_EXERCISE REQUIREMENTS_. Format the material as a numbered list, beginning with the line that contains "Tag every instance of the hilltop" and continuing through the end of the material, both ends included. Omit any blank lines.

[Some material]
_ _ _

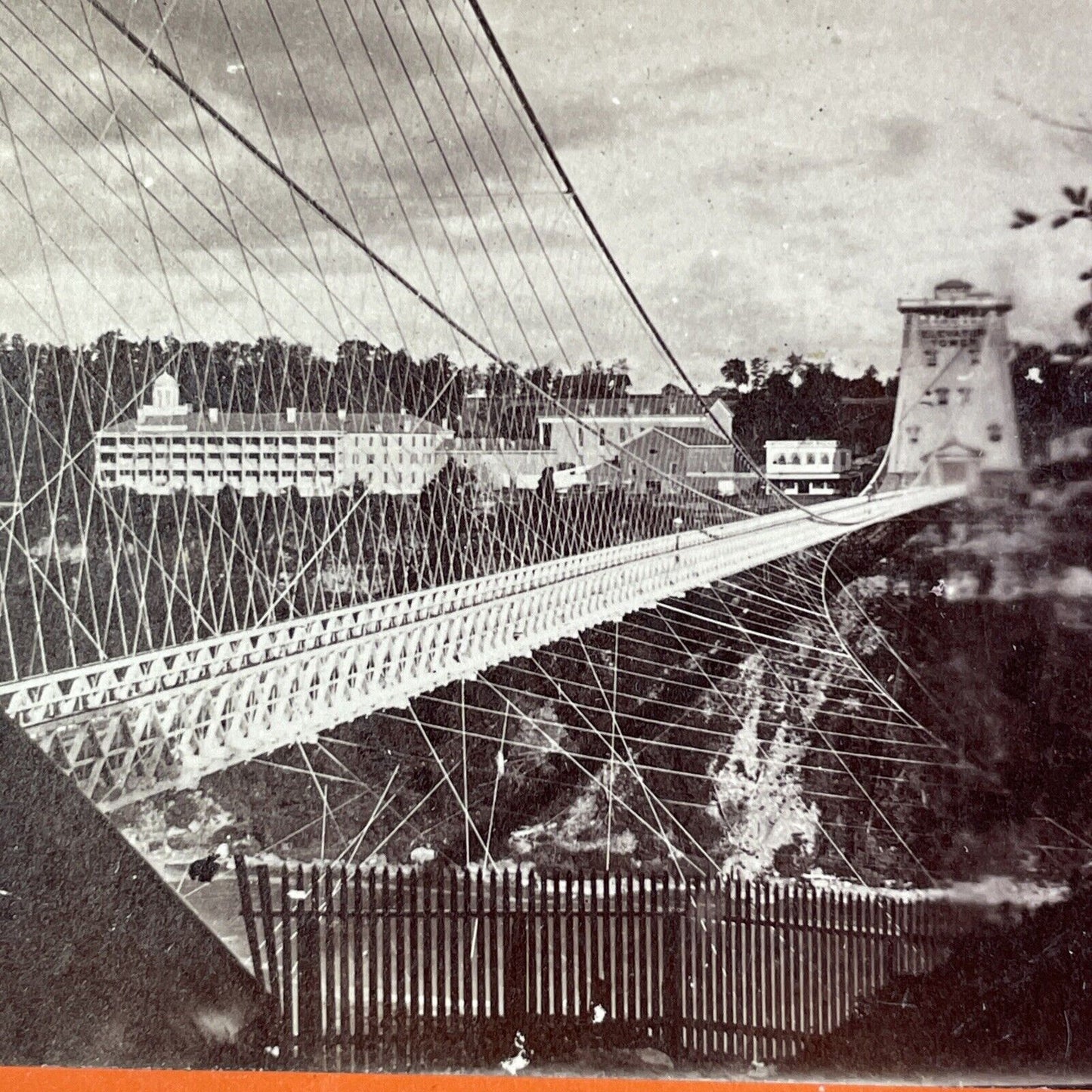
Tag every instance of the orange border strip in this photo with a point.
(138, 1080)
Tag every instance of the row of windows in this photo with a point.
(114, 476)
(993, 432)
(810, 460)
(946, 339)
(200, 456)
(942, 395)
(206, 439)
(203, 439)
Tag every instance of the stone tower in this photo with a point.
(954, 417)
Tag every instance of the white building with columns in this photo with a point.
(169, 447)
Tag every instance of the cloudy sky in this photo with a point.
(775, 173)
(771, 174)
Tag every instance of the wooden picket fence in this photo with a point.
(405, 969)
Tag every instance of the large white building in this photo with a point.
(169, 447)
(809, 468)
(589, 432)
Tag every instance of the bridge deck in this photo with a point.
(128, 729)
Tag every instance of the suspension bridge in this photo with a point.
(336, 223)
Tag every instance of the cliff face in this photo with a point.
(989, 606)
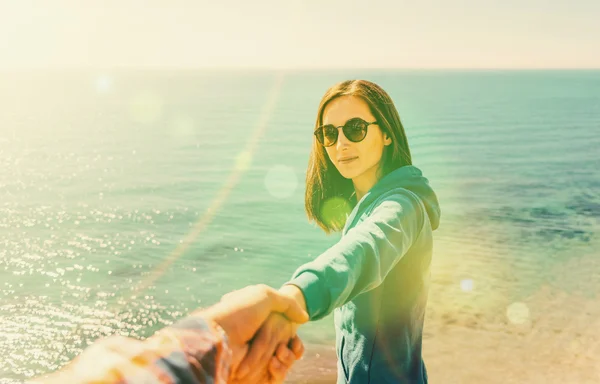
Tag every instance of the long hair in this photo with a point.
(328, 196)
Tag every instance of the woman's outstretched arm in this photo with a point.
(361, 260)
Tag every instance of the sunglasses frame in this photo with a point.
(320, 128)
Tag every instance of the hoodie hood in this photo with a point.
(408, 177)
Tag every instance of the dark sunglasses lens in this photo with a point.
(329, 133)
(355, 130)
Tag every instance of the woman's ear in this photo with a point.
(387, 140)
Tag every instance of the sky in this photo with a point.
(297, 34)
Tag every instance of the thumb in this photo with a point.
(289, 307)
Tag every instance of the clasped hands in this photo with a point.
(261, 324)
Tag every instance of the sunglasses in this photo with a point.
(355, 130)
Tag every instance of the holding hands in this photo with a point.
(261, 325)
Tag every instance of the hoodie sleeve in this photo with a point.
(361, 260)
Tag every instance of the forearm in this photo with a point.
(193, 350)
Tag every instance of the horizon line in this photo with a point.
(291, 69)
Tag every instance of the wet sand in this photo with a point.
(482, 332)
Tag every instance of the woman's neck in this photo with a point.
(364, 182)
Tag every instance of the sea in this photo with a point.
(129, 198)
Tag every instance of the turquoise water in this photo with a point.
(103, 176)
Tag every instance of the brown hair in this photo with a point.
(328, 194)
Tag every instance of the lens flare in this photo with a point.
(281, 181)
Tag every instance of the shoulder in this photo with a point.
(398, 204)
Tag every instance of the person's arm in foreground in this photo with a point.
(357, 263)
(206, 346)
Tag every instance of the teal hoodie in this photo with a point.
(376, 280)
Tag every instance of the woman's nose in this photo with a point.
(342, 140)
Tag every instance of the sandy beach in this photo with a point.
(550, 336)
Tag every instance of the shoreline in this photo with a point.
(556, 342)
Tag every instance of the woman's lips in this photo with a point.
(347, 160)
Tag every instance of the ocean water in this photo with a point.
(129, 198)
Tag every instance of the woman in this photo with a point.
(361, 181)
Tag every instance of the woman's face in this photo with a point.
(364, 156)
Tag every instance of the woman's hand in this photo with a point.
(262, 361)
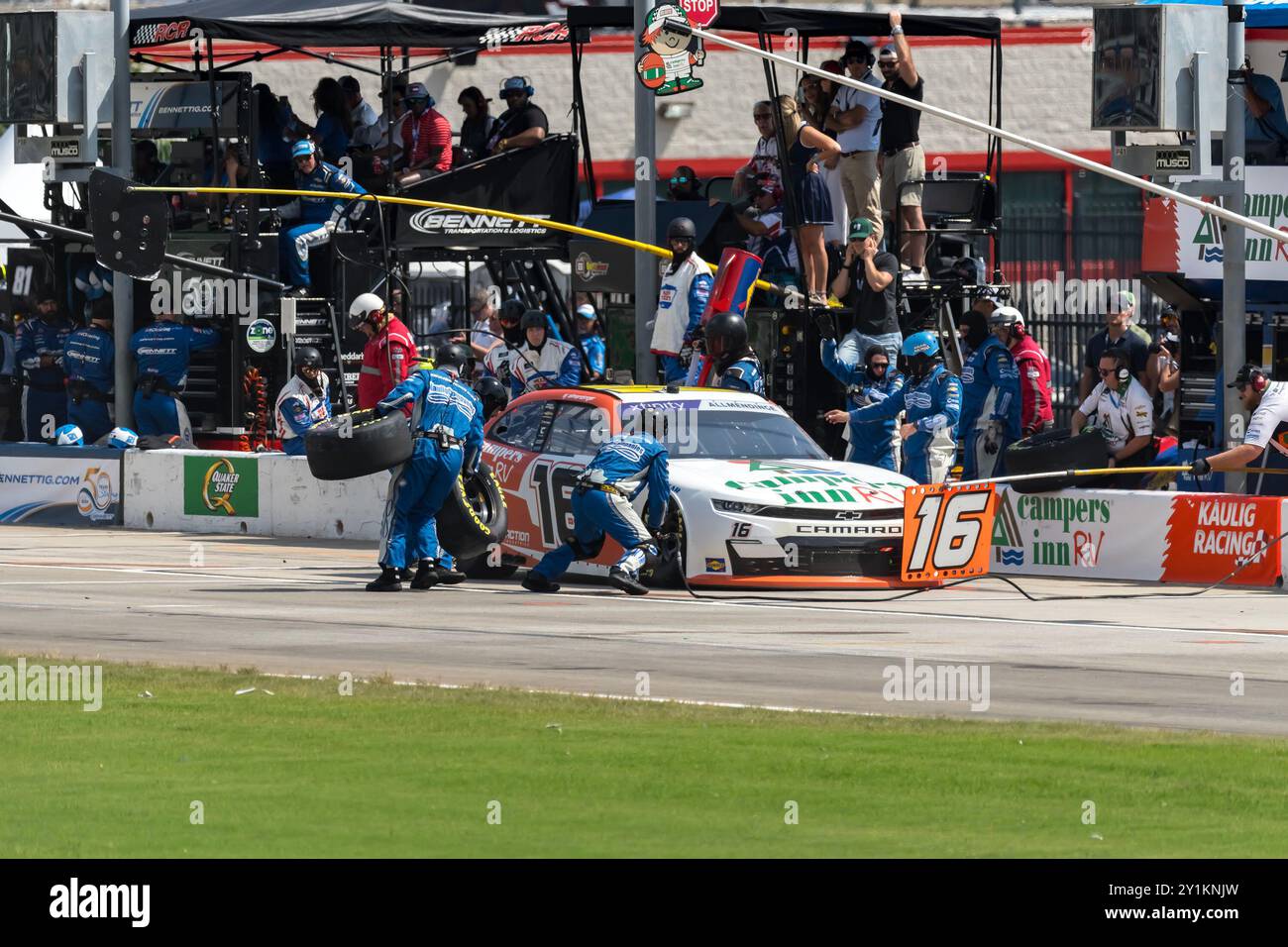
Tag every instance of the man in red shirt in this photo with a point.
(389, 355)
(1037, 412)
(426, 138)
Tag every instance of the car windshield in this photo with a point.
(715, 434)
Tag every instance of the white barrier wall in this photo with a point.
(250, 493)
(1138, 535)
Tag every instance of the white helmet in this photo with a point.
(364, 308)
(1006, 316)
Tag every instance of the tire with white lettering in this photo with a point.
(357, 445)
(1056, 450)
(475, 518)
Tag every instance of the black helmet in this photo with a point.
(492, 393)
(307, 357)
(452, 356)
(682, 228)
(732, 329)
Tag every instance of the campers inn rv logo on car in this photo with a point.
(220, 487)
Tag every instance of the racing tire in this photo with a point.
(357, 445)
(475, 517)
(1055, 450)
(666, 574)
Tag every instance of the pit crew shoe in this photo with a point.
(447, 577)
(535, 581)
(426, 578)
(387, 581)
(625, 581)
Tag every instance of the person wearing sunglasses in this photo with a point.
(1121, 407)
(684, 184)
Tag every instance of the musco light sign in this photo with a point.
(452, 223)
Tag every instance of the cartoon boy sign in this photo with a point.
(668, 67)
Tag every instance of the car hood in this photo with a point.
(814, 483)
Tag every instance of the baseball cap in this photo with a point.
(1244, 375)
(514, 84)
(861, 228)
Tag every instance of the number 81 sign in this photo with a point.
(945, 531)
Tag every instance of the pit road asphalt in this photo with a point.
(297, 607)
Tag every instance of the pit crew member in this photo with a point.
(991, 401)
(601, 504)
(39, 342)
(303, 402)
(871, 442)
(682, 299)
(161, 355)
(1037, 412)
(1266, 437)
(320, 217)
(542, 363)
(932, 401)
(89, 360)
(729, 361)
(1122, 410)
(447, 427)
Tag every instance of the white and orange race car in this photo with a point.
(755, 502)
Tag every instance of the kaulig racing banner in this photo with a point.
(59, 486)
(1150, 536)
(537, 182)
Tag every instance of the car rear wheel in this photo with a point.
(666, 574)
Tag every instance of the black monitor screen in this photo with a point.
(1126, 68)
(27, 77)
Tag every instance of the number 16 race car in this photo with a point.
(755, 502)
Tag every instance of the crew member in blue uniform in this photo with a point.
(932, 401)
(89, 360)
(303, 402)
(447, 427)
(871, 442)
(729, 361)
(161, 355)
(589, 334)
(40, 341)
(601, 504)
(991, 401)
(320, 217)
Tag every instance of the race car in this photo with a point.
(755, 502)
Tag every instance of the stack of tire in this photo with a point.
(357, 445)
(1055, 450)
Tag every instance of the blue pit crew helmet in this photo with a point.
(123, 438)
(69, 436)
(921, 344)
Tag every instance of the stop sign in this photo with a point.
(700, 13)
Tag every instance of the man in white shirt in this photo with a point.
(855, 118)
(366, 123)
(1124, 411)
(1265, 444)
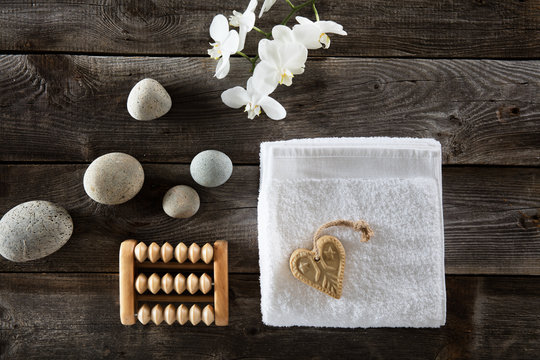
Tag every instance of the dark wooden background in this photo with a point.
(465, 72)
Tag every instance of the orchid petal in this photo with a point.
(273, 109)
(235, 97)
(219, 27)
(331, 27)
(283, 33)
(267, 4)
(223, 66)
(230, 43)
(265, 78)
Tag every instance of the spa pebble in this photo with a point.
(211, 168)
(33, 230)
(113, 178)
(148, 100)
(181, 202)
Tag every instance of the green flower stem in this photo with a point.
(295, 9)
(290, 4)
(268, 35)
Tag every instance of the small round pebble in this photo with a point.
(148, 100)
(33, 230)
(113, 178)
(211, 168)
(181, 202)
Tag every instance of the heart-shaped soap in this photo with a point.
(324, 274)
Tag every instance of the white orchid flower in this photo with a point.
(267, 4)
(254, 100)
(244, 21)
(280, 61)
(314, 34)
(226, 43)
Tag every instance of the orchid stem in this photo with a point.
(315, 12)
(296, 8)
(267, 35)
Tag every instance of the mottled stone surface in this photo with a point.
(113, 178)
(211, 168)
(33, 230)
(148, 100)
(181, 202)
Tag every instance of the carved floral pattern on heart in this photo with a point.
(325, 274)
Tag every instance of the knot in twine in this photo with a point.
(359, 225)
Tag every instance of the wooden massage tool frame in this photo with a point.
(153, 275)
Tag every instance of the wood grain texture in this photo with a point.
(421, 28)
(73, 108)
(491, 217)
(487, 318)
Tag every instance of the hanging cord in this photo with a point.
(359, 225)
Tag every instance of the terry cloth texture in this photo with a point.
(394, 280)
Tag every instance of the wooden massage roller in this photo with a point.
(153, 275)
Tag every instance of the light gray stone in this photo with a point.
(113, 178)
(148, 100)
(33, 230)
(211, 168)
(181, 202)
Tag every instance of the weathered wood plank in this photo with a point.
(417, 28)
(73, 108)
(76, 316)
(491, 217)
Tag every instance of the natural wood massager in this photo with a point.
(156, 283)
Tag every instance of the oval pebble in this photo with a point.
(113, 178)
(148, 100)
(181, 202)
(211, 168)
(33, 230)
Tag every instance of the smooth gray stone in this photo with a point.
(113, 178)
(181, 202)
(148, 100)
(33, 230)
(211, 168)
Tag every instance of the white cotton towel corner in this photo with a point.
(394, 280)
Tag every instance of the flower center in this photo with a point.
(252, 110)
(324, 40)
(215, 51)
(286, 77)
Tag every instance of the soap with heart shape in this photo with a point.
(324, 274)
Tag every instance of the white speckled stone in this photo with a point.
(33, 230)
(211, 168)
(148, 100)
(113, 178)
(181, 202)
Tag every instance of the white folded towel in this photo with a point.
(394, 280)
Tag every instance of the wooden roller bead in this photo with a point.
(166, 252)
(144, 314)
(207, 253)
(205, 283)
(192, 283)
(154, 283)
(180, 252)
(195, 314)
(157, 314)
(167, 283)
(141, 252)
(179, 283)
(141, 283)
(154, 252)
(169, 314)
(194, 253)
(182, 314)
(208, 315)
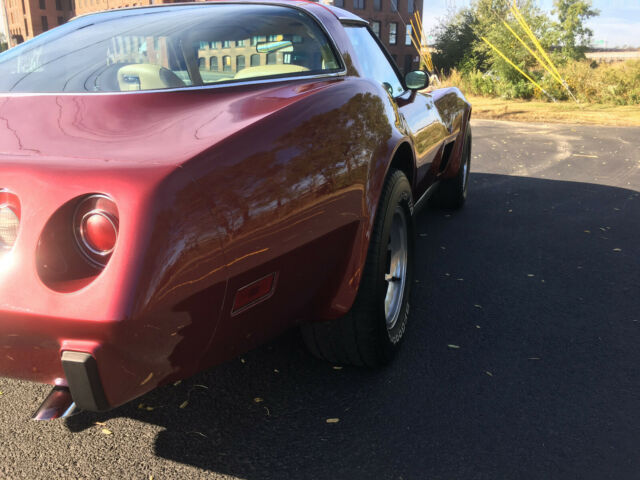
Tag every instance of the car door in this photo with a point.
(420, 116)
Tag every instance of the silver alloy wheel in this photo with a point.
(465, 173)
(396, 276)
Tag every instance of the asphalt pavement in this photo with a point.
(522, 359)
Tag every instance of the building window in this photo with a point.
(408, 63)
(239, 62)
(393, 33)
(375, 26)
(258, 39)
(226, 63)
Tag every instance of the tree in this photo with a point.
(573, 36)
(455, 38)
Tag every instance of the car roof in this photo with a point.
(341, 14)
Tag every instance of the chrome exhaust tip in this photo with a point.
(58, 404)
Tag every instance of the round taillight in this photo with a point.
(96, 228)
(9, 223)
(99, 232)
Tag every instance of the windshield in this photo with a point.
(168, 47)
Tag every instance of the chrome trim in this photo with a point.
(422, 201)
(58, 404)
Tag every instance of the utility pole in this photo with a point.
(5, 21)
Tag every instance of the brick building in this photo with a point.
(28, 18)
(390, 20)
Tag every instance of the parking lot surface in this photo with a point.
(522, 358)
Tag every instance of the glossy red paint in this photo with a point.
(207, 183)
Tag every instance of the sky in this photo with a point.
(617, 25)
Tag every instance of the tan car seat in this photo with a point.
(147, 76)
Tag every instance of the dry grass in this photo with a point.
(561, 112)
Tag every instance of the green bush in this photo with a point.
(617, 84)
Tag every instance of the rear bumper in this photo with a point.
(104, 363)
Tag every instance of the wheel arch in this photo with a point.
(398, 155)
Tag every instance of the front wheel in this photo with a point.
(371, 333)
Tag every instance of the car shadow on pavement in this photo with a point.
(522, 359)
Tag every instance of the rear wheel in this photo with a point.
(452, 193)
(371, 333)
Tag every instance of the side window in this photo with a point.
(374, 62)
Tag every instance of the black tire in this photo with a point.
(452, 193)
(363, 337)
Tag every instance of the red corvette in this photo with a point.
(181, 183)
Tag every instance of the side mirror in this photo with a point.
(416, 80)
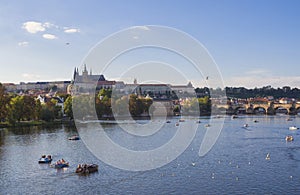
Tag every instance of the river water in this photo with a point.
(235, 165)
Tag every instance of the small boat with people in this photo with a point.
(207, 125)
(268, 157)
(293, 128)
(289, 138)
(234, 116)
(45, 159)
(86, 168)
(74, 137)
(61, 164)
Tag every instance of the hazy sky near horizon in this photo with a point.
(254, 43)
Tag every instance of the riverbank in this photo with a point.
(36, 123)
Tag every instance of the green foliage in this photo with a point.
(68, 107)
(4, 100)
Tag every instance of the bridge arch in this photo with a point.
(281, 110)
(240, 110)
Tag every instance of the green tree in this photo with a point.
(4, 101)
(68, 107)
(15, 109)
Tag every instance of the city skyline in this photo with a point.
(253, 43)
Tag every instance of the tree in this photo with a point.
(15, 109)
(4, 100)
(68, 107)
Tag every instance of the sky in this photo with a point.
(253, 43)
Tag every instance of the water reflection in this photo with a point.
(236, 163)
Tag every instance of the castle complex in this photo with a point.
(86, 82)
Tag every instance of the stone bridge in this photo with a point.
(266, 108)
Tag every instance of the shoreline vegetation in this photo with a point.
(26, 110)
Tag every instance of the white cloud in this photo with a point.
(258, 72)
(260, 81)
(49, 25)
(23, 43)
(49, 36)
(33, 27)
(141, 27)
(71, 30)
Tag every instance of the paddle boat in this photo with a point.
(61, 164)
(268, 157)
(86, 168)
(74, 137)
(45, 159)
(234, 116)
(289, 138)
(293, 128)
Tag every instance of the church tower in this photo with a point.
(85, 74)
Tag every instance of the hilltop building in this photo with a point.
(87, 82)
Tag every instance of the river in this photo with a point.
(235, 165)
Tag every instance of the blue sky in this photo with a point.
(254, 43)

_ _ _

_RESPONSE TO THE EXERCISE_.
1. Tag every instance of the hilltop building in this photo with a point.
2. (87, 82)
3. Tag every instance of the river in this photo with a point.
4. (235, 165)
5. Tag every instance of the blue sky in this photo with a point.
6. (254, 43)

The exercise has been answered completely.